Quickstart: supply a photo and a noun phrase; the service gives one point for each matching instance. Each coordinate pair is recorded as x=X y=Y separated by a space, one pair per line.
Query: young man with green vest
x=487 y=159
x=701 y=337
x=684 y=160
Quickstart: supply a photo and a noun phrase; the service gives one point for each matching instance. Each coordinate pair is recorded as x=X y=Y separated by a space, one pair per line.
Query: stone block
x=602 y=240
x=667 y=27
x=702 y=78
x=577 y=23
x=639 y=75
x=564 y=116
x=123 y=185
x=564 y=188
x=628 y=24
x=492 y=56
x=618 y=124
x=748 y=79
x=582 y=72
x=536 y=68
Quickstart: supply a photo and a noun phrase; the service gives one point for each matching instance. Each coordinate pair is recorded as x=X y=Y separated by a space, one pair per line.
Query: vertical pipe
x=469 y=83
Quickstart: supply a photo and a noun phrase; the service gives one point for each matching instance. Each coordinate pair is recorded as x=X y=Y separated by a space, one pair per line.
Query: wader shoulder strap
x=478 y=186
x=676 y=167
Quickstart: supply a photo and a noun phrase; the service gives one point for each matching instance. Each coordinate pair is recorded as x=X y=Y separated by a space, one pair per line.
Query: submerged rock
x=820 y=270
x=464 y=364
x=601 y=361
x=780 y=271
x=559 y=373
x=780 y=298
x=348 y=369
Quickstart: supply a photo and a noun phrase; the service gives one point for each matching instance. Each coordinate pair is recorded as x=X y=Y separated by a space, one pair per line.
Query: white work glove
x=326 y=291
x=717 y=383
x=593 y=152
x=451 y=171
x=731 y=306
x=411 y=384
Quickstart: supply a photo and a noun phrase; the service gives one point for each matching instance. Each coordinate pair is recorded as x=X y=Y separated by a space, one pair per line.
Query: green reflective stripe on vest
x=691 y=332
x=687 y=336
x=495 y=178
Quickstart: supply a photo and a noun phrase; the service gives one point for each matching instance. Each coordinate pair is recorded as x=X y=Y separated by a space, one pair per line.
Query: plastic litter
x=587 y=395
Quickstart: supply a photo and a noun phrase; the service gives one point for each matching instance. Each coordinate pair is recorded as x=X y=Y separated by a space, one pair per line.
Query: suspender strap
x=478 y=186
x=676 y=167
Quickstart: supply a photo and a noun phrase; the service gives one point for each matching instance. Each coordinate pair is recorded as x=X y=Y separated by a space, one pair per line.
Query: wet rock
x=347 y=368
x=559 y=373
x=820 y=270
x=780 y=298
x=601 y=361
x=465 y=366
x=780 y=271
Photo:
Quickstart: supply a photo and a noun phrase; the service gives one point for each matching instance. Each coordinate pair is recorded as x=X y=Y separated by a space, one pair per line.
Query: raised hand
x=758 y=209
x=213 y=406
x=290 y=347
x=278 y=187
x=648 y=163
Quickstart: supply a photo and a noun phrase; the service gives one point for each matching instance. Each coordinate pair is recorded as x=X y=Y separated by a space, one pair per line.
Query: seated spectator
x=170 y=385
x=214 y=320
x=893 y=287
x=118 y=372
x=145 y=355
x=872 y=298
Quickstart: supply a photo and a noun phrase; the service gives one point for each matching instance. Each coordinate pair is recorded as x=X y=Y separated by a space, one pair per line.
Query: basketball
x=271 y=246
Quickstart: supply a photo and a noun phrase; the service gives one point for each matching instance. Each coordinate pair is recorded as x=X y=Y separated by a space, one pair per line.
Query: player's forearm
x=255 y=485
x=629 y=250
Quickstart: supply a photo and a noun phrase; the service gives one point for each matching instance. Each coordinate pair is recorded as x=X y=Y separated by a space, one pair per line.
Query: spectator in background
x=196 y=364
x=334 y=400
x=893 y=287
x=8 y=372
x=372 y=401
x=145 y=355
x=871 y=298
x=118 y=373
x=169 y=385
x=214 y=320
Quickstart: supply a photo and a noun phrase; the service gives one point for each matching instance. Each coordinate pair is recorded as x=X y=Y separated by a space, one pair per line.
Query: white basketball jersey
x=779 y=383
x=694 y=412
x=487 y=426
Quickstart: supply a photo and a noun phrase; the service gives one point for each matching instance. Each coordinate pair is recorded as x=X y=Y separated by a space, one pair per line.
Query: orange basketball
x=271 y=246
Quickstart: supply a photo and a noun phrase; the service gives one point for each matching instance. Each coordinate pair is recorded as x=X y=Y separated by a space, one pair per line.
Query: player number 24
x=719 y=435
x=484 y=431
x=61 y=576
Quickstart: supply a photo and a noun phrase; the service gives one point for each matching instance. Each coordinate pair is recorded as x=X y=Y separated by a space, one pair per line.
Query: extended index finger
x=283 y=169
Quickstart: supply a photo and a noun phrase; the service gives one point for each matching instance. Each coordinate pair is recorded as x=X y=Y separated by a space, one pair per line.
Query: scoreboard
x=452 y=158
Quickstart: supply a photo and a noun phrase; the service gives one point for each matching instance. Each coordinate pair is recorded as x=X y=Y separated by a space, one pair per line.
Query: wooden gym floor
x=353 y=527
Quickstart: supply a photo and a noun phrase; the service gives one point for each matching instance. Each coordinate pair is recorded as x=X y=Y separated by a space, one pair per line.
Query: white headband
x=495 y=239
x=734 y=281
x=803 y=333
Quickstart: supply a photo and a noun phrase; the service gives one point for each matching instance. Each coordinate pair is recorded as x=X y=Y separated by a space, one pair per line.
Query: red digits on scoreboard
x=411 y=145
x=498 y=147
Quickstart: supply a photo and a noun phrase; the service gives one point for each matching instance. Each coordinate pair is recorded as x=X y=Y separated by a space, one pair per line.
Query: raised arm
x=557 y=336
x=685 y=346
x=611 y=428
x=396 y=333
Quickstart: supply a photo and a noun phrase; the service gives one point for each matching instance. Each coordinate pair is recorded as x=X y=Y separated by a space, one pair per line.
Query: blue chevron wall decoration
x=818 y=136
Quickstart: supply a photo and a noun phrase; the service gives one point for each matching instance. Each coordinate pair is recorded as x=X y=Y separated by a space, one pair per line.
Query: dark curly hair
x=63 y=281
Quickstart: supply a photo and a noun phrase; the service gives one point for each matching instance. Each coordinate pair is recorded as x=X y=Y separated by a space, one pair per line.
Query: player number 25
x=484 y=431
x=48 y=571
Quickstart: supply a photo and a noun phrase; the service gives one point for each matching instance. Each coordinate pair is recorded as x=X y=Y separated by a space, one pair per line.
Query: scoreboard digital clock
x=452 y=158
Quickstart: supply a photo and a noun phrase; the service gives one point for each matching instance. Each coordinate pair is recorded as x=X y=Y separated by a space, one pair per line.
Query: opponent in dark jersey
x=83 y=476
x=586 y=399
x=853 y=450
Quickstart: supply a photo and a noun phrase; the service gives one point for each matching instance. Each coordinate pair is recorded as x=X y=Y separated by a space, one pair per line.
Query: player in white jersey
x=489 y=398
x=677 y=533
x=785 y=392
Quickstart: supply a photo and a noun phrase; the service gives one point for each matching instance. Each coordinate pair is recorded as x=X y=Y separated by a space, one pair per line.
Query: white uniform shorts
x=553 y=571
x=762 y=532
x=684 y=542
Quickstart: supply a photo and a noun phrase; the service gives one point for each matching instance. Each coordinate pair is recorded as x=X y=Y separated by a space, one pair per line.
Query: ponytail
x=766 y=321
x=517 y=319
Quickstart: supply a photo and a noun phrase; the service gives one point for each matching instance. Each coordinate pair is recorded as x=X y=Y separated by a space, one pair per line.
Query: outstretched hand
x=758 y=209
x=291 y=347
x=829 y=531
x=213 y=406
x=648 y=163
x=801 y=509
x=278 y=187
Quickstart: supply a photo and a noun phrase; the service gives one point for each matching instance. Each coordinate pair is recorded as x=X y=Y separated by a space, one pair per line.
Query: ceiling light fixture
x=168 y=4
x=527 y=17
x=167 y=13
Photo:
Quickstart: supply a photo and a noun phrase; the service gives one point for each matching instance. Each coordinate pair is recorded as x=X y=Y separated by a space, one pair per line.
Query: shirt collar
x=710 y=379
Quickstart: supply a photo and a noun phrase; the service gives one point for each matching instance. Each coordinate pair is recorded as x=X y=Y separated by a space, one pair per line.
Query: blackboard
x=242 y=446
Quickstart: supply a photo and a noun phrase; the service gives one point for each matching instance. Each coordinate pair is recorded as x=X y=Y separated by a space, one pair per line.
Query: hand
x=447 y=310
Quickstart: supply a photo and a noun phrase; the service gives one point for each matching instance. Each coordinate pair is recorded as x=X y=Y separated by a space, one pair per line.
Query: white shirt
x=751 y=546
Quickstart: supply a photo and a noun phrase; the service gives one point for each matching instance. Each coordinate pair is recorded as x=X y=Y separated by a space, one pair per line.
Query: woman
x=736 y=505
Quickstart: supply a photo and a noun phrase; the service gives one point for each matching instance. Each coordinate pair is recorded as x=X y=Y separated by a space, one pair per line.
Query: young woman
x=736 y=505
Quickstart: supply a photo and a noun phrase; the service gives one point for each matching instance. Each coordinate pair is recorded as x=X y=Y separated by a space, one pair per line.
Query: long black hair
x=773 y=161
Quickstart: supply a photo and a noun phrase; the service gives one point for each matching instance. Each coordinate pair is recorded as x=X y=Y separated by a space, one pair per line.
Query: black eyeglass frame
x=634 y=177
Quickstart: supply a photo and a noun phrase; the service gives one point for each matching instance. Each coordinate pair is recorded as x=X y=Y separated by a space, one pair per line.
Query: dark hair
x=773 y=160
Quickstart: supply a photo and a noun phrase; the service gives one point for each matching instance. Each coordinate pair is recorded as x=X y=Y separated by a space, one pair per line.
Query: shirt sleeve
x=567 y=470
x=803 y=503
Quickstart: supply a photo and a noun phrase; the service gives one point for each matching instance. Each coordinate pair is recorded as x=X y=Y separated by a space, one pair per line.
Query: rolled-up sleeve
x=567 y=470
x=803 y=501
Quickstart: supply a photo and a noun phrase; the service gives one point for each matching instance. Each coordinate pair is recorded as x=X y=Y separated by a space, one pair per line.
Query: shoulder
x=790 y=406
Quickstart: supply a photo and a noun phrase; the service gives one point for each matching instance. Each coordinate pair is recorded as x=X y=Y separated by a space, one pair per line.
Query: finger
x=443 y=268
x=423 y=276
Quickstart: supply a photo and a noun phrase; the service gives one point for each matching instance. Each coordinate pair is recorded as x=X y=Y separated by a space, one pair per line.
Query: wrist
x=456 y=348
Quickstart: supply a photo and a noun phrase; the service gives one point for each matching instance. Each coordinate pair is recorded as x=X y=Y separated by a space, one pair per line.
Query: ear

--------

-- Exercise prompt --
Gather each line of the items above that contains the word "shoulder", with case counting.

-- Result --
Query: wader shoulder strap
Query: shoulder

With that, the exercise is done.